_Reading text:_

Naked at the Albert Hall Book One

In Naked at the Albert Hall: the inside story of singing (Virago, 2015) Tracey Thorn tells of a recording session with Elvis Costello at which he asked if they wanted an ‘Elvis Costello’ vocal?  The authenticity/artificiality continuum is a recurring theme.  In an interview with Green Gartside of Scritti Politti, she’s somewhat taken aback by something he tells her: “Hang on, are you saying we can all do the Scritti voice just by smiling?” After which she comments:

If you are not now trying to sing The sweetest girl while experimenting with different degrees of smiling, then you are not the reader I took you for.

OK, I passed, but that shouldn’t let her potential disappointment put you off.  (And if you’ve never heard of Scritti Politti you probably know the song; there’s a link at the bottom of this post to it in all its 6 glorious minutes.)  True, when it comes to men she’s a bit punk as Year Zero – momentous that John Lydon sang in an English accent, no mention of Ray Davies and the Kinks – but easy to forgive the spiteful charm of her description of Mick Jagger’s voice:

It’s a cartoon of a black singer, painted onto a balloon and then inflated, then put through a mangle, then through an amplifier. What comes out the other end is patently foolish and ridiculous, and turned him into one of rock’s most admired singers …

At the time of its publication Tracey Thorn, she of Everything but the Girl, hadn’t sung in public – and still hasn’t as far as I know – for 15 years, because of chronic stage fright.  Naked is more than an addendum to her lively Bedsit disco queen memoir.  She was hoping, she admits at the end that it might have been a shot at therapy, trying to see what it means for her to still put ‘singer’ as her occupation on the passport renewal form.  And so it turns out, though not necessarily as expected (no spoilers!).  In the chapter Why sing? she says:

In this book I’ve focused on the trouble with being a singer, in an attempt to balance out some of the idealised clichés I’ve grown tired of. And I’ve looked for stories that mirror my own …

It’s a fascinating journey, starting from the physics and physiognomy of the voice  (“… unlike any other instrument, these components are your own body parts“) and takes it from there, reminding us that “Musicians … are separate, distinct from us, in a way that singers are not.”  In that way our bond with singers is “egalitarian” – we can all do it – and yet … not.

She talks to fellow women singers – seeking out particularly reluctant singers, ‘the silent sirens’ who chose to disappear, and those who don’t particularly like their own voices;  similarly she looks at the lives of some no longer with us (Dusty Springfield’s “brick wall of self-doubt and discomfort“, Sandy Denny’s fear of fame, the tragic Karen Carpenter) – while examining the career aspects of the singing life.  (Oh, and there’s a chapter on Scott Walker. )

_Data extracts:_

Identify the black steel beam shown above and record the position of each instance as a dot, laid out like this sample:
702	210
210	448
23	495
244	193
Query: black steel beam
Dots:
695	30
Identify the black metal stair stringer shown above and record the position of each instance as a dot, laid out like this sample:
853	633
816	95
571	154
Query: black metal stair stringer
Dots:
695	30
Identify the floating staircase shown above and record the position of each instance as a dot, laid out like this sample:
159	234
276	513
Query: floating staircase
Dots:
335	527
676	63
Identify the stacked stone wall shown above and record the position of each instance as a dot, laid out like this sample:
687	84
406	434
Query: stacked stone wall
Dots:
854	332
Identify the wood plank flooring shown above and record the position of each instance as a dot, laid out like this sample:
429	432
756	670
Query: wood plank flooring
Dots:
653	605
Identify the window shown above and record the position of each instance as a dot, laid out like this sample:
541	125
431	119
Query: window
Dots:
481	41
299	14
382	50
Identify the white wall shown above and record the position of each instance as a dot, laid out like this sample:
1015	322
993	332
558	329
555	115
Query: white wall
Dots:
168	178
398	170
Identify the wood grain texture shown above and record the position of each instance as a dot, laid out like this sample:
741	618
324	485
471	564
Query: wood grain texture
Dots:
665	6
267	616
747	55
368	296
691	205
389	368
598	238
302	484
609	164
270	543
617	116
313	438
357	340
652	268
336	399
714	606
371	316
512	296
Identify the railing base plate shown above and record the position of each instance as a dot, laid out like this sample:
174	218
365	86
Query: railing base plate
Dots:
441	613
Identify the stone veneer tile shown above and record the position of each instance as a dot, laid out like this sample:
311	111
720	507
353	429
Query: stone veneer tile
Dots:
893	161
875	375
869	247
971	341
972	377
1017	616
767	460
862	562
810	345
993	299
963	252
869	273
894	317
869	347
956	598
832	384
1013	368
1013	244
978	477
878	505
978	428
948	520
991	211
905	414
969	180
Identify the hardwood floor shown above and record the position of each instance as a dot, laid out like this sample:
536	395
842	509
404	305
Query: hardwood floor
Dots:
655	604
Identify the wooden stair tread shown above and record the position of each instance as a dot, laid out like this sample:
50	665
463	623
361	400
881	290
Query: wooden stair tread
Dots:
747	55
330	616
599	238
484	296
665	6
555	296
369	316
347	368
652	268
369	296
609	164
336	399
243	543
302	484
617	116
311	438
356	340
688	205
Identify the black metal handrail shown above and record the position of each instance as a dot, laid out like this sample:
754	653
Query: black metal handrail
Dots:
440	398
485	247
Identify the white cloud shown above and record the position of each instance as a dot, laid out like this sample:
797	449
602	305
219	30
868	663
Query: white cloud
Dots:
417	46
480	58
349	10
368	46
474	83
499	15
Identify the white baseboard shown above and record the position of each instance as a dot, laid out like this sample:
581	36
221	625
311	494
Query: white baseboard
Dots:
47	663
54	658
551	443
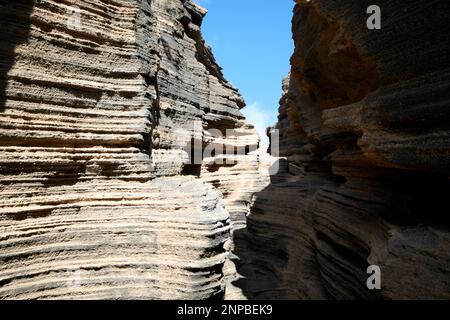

_Assigned task:_
Answer from the review:
(a) Which publisher issued Naked at the Albert Hall, and in what year?
(b) When the book was published, for how many years had Tracey Thorn not sung in public?
(c) What band is Green Gartside part of?
The items above are separate material and have no connection to the review.

_Task response:_
(a) Virago, in 2015.
(b) 15 years.
(c) Scritti Politti.